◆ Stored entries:
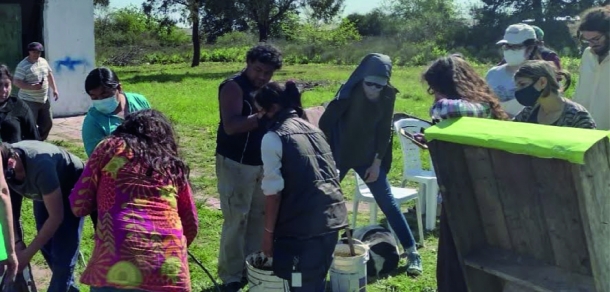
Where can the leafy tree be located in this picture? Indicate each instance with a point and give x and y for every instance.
(266, 13)
(101, 3)
(191, 11)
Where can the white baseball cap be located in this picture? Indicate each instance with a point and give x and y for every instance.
(517, 34)
(383, 81)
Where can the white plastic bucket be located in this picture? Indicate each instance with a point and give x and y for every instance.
(262, 280)
(347, 273)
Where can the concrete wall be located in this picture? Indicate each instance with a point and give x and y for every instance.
(70, 49)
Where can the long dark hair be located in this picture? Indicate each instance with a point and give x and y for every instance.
(453, 77)
(5, 72)
(101, 76)
(150, 135)
(287, 96)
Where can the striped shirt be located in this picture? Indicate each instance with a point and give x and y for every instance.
(574, 115)
(454, 108)
(33, 73)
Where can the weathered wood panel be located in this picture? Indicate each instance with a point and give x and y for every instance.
(528, 272)
(487, 196)
(593, 186)
(522, 205)
(462, 211)
(559, 202)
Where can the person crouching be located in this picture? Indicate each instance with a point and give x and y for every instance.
(304, 205)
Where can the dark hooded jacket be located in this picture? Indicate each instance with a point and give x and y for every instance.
(335, 121)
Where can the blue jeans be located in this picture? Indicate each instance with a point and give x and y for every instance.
(382, 193)
(62, 251)
(313, 258)
(112, 289)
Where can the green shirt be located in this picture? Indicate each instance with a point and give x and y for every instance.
(98, 126)
(366, 126)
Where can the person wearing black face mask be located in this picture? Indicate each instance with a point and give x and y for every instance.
(304, 205)
(46, 174)
(539, 91)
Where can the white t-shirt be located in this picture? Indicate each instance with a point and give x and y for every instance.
(593, 88)
(501, 81)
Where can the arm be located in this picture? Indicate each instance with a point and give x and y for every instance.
(331, 115)
(231, 105)
(91, 134)
(19, 80)
(83, 195)
(52, 83)
(273, 182)
(188, 213)
(29, 129)
(53, 201)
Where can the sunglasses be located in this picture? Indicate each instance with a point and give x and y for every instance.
(371, 84)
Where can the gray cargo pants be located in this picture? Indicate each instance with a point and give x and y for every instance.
(243, 204)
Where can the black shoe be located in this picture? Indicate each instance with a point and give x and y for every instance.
(232, 287)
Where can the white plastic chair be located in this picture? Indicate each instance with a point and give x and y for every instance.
(412, 168)
(401, 195)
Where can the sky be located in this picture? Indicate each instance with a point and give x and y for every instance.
(351, 6)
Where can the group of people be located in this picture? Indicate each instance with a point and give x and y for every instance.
(279, 172)
(134, 186)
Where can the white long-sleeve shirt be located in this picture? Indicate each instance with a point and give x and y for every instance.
(593, 88)
(271, 151)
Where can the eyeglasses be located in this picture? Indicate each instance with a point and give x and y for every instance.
(372, 84)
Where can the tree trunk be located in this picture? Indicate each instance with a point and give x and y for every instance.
(263, 32)
(196, 42)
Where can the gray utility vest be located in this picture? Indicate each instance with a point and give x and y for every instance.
(244, 148)
(312, 202)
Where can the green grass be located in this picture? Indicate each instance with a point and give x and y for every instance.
(189, 97)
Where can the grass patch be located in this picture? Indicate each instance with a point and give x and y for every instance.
(189, 96)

◆ WHAT IS REQUIRED: Exactly reproduce each record, leaving out any pictures.

◆ WRITTEN RESPONSE:
Where can the leafy tree be located in this picture? Indicate each instance with a point and give x and y for every instance.
(266, 13)
(101, 3)
(191, 11)
Where can the white baseball cap be located in this picture? Indicate each instance with a point and give x and y for every instance.
(517, 34)
(383, 81)
Where can the white plastic bucket be located in this picture? Indicate each instance with a point and give x and y for every instance.
(262, 280)
(347, 273)
Where can the concrete wall be located in this picture? Indicate each instance with a point and give x and y for every instance.
(70, 49)
Where can the long dark hair be located in this picture? Indicate each instance with a point and give x and y for every instance.
(453, 77)
(5, 72)
(101, 76)
(150, 135)
(287, 96)
Where can the striped shirt be located in this picture? Indicate each instance with a point and give x and y for every instance.
(574, 115)
(454, 108)
(33, 73)
Where can the weathered wood panel be located in this picture? Indicate each instance with a point and give x and y for every instance.
(528, 272)
(487, 196)
(593, 186)
(522, 205)
(462, 211)
(559, 202)
Where can the person crouching be located in this picture? Indicate each instance with a point and give x and y for every instance.
(304, 205)
Where can the dark hooded jacket be located in this picture? Indicate each instance with a point and give x and y for every instance.
(335, 121)
Where can the blue jeans be located in this picture? Indicate each instance with a point and give x and y for every instance.
(382, 193)
(62, 251)
(313, 258)
(112, 289)
Where can the green shirt be located in this picture? Indicate each instance with a point and give x and y for every instance.
(98, 126)
(366, 126)
Where can the person wearing black face mask be located in this picture? Indicate each instance with a point and give x and y for every instance.
(304, 205)
(46, 174)
(539, 91)
Where can the white t-shirt be located in this picture? Indicate each instance with a point and give x and y for every instance.
(593, 88)
(501, 81)
Where can the arm be located in this picture? Indicate each instance with a point and give x and y for every instance.
(331, 115)
(231, 105)
(91, 134)
(19, 80)
(83, 195)
(52, 83)
(273, 182)
(188, 213)
(29, 129)
(53, 201)
Where can the sunglasses be located in this picture? Indicate each instance with a point and give x and y for every instance.
(371, 84)
Where can the gray cargo pants be located in this picture? Indicate each instance with a point and give x and y for every instance.
(243, 204)
Where can the black shoe be located in this picture? Indicate each instance with a point and give x and y for every instance.
(232, 287)
Where can the white plastic chair be located in this picture? Indicate each instance with a point and give x and y for every instance.
(412, 168)
(401, 195)
Where can the sky be located in this picture? Indicate each instance with a point and give x and y for every instance.
(351, 6)
Where can the group of people be located in this picture? Indicate each instance with a point and give x and y for every instance.
(279, 172)
(134, 186)
Where can the white long-sleeve shirt be located in this picture? Indicate each instance with a point and give x and y for every instance.
(593, 88)
(271, 151)
Where can the eyeglasses be located in this picture? Indicate each instance with a point and give x and y for every instance.
(372, 84)
Where can the tree trunk be located in this picture? Indicate each instance with a point and give x and y for every instance.
(263, 32)
(196, 42)
Where can the gray utility vest be located in this picture? Indicate each instance with a point and give x and y for every instance.
(244, 148)
(312, 202)
Where can the green grass be located in this picture? Indicate each instance with a point and give x and y for every instance.
(189, 97)
Where can the grass patch be located in this picture? Indicate each instance with a point and give x and y for every instance.
(189, 96)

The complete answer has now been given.